DATASET CONTENT:
━━━━━━━━━━
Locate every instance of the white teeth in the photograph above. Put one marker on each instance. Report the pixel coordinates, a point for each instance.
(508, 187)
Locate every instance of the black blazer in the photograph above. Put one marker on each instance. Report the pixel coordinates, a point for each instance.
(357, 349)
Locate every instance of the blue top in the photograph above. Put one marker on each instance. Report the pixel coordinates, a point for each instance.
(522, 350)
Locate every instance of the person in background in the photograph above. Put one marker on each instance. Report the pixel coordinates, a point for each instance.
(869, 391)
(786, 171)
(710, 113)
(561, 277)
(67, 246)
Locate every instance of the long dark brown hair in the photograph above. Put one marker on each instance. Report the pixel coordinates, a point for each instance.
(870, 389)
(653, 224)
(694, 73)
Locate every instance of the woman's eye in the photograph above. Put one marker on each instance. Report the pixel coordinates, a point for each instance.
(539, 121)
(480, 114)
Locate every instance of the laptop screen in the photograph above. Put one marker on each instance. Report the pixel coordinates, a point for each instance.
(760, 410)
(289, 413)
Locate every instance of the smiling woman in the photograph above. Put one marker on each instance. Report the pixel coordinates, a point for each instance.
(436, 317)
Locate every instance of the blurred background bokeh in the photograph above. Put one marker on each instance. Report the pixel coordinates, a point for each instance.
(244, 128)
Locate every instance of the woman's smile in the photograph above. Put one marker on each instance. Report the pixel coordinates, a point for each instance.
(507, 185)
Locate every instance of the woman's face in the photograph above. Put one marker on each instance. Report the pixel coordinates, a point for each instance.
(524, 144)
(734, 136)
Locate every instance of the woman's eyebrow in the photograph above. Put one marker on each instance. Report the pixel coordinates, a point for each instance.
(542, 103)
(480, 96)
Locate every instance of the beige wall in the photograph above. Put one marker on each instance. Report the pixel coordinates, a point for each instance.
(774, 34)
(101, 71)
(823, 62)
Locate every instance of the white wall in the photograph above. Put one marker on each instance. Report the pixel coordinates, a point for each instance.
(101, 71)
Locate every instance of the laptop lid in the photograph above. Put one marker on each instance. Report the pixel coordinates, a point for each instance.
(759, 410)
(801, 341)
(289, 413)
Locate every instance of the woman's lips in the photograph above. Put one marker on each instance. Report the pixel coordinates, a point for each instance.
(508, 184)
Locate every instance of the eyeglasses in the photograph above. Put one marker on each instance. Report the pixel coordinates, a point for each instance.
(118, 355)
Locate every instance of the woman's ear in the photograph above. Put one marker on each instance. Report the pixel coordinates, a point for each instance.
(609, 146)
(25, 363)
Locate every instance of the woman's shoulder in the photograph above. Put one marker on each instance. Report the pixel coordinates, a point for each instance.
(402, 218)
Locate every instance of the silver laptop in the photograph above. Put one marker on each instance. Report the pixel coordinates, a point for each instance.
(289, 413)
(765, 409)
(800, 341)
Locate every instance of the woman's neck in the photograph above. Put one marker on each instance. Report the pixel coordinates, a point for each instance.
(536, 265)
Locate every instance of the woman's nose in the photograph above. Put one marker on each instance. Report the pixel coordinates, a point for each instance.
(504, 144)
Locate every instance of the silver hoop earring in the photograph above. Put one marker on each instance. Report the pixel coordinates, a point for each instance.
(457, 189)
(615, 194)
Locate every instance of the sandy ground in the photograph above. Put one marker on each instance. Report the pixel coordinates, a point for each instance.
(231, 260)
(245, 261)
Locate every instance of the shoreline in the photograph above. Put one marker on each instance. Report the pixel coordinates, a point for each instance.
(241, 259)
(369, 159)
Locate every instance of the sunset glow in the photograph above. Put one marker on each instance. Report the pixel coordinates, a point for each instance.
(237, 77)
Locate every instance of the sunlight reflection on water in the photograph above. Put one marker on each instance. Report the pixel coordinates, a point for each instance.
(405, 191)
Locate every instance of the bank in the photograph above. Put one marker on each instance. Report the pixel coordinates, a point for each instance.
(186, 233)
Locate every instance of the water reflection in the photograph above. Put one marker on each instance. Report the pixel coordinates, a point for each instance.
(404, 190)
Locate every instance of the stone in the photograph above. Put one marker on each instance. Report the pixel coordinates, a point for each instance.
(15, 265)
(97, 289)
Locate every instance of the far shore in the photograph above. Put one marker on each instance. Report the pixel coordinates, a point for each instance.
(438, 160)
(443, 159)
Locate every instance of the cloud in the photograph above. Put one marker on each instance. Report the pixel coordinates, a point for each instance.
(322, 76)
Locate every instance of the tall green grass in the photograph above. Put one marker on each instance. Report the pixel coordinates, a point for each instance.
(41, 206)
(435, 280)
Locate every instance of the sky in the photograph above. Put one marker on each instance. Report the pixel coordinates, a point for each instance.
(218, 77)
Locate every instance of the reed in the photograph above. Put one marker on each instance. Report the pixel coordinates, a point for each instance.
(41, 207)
━━━━━━━━━━
Put the entire listing above into a two-column CSV with the headers instruction and points, one row per instruction. Place each instruction and its full set of coordinates in a single quoted field, with line breaks replaced by spaces.

SOLVED EXERCISE:
instruction,points
"Locate every instance of the white teeth in the photograph above. Put one marker on each instance. Report the pixel coordinates, a point for each instance.","(508, 187)"
"Locate every instance of the black blazer in the photograph above. Put one marker on each instance. Report the pixel coordinates, a point for each instance.","(357, 349)"
"Locate every instance of the blue top in the photograph above. Put one marker on each instance. Report the pixel coordinates, a point for each instance.","(522, 350)"
"Locate every instance of the person in background in the photograph above. Put one marker on each instance. Report the pixel coordinates, a point for each instance.","(869, 391) (786, 171) (710, 113) (561, 277) (67, 246)"
"Locate every instance of the long dark brown hair in the photograph above. Put one marker on each instance. Report the pixel coordinates, a point for each instance.","(870, 389) (653, 224) (694, 73)"
"Locate every instance of the woman's eye in the photograph above. Put one marker on each instance. Report the pixel coordinates, a point for each instance.","(539, 121) (480, 114)"
"Locate every instance of the laptop screen in the photograph above. Put one marker on each instance. Report the pixel coordinates, a point for each instance.","(760, 410) (289, 413)"
"Locate every instance of the smiling woman in the photograph above. Put one marker on each instance. Report the pixel coordinates, a point for each instance.","(436, 317)"
"Locate every instance of the blurred background bokeh in the photograph above. Put one marker on each instance. Report the pixel coordinates, a point for each instance.","(244, 128)"
"Locate every instance of the woman's smile in the photograph above. Put one marker on each instance. Report the pixel coordinates, a point for each instance.","(507, 185)"
"Locate every instance of the woman's face in the photograph above. Put one marker on each instance. Report the pixel coordinates, a point for each instance.","(524, 144) (734, 136)"
"Locate every instance of the woman's eyebrow in the photograph above. Put one marker on each instance. Report the pixel coordinates, a point for each instance.","(542, 103) (480, 96)"
"Locate every instance of the beige wall in the photograph above. Put one marker on each instance. Report the pixel coordinates, a point for each instance.","(774, 34) (101, 71) (823, 62)"
"Locate every instance of the white wall in the photograph above. Put one marker on each instance. Report the pixel coordinates, a point for each instance.","(101, 71)"
"Locate every instance of the laptop lid in the photograph above. Put one marker on each instance. Report the pixel coordinates, a point for each instance.","(759, 410) (801, 341) (289, 413)"
"Locate every instance of the woman's lips in the photograph above. Put one marker on each instance. Report the pixel coordinates, a point for each instance.","(508, 184)"
"Locate every instance of the eyeglasses in the photograph above. Put one marker on each instance. Report the pixel coordinates, a point for each instance.","(118, 355)"
"Locate every instance of the woman's ear in the photograph above. Put one marker on each instance. Report the pixel coordinates, a point for each instance.","(609, 146) (25, 363)"
"Locate every instance of the woman's shoulder in the photograph above. Put one marker on each instance. Report the pixel coordinates, a point for each instance.","(402, 218)"
"Locate every instance of the silver laptop in the photograph above. Put one marker on each instance. Report the pixel coordinates, a point for each instance.","(289, 413) (765, 409) (800, 341)"
"Locate every instance of the woman's neck in the photograph above. Put one marker on each instance. Report the pixel coordinates, a point for each instance.","(536, 265)"
"Locate every instance of the woman's nose in the photograph above. Put one marker on each instance. Report the pixel coordinates, a point for each instance.","(504, 144)"
"Locate every instance of the silver hoop earring in the photograph above. Put one marker on each instance. Report the pixel coordinates, a point for each instance.","(457, 189) (615, 194)"
"Locate every instance of the sandy ground in the photograph above. Put one marker on each instance. Report the pixel coordinates, a point for each instance.","(231, 260) (245, 261)"
"Locate every instance of the shoreline in the photograph above. Put one marker on each instance. Report the pixel coordinates, a point for each instance.","(241, 259) (369, 159)"
"Locate every instance of the sunset glow in the photograph above. Put one marker on each instance. Report the pixel coordinates, a point for each instance.","(237, 77)"
"Locate every instance of the sunlight reflection on water in the photograph above. Put one marker on each instance. Report the pixel coordinates, a point for each instance.","(405, 191)"
"Locate every instance of the bank in the photograph above. Put one marker on each instance. Report the pixel coordinates, a point for each instance.","(186, 233)"
"Locate every instance of the water reflection in the photograph above. Put one marker on each instance. Report the pixel coordinates, a point for each instance.","(404, 190)"
"Locate every instance of the stone in the photograph above. Put one marker on each instance. Report the pixel coordinates, a point for each instance.","(15, 265) (97, 289)"
"Locate every instance of the far shore in the photograph above. Put one marker on each instance. Report the pixel coordinates, a point for each instance.","(438, 160) (443, 159)"
"Locate every instance of the cloud in the photograph above. Put one marker on each instance. Report the pixel coordinates, a point for each instance.","(322, 76)"
"Locate every instance of the tall green grass in the photograph above. Put one marker on each instance. Report the pixel coordinates, a point for each instance.","(41, 206) (435, 280)"
"Locate every instance of the sky in the photograph above. Put one marker on each instance. Report the pixel coordinates, a point for each instance.","(218, 77)"
"Locate every instance of the reed in the photograph above. Put one marker on each instance. Report the pixel coordinates, a point for each instance.","(41, 207)"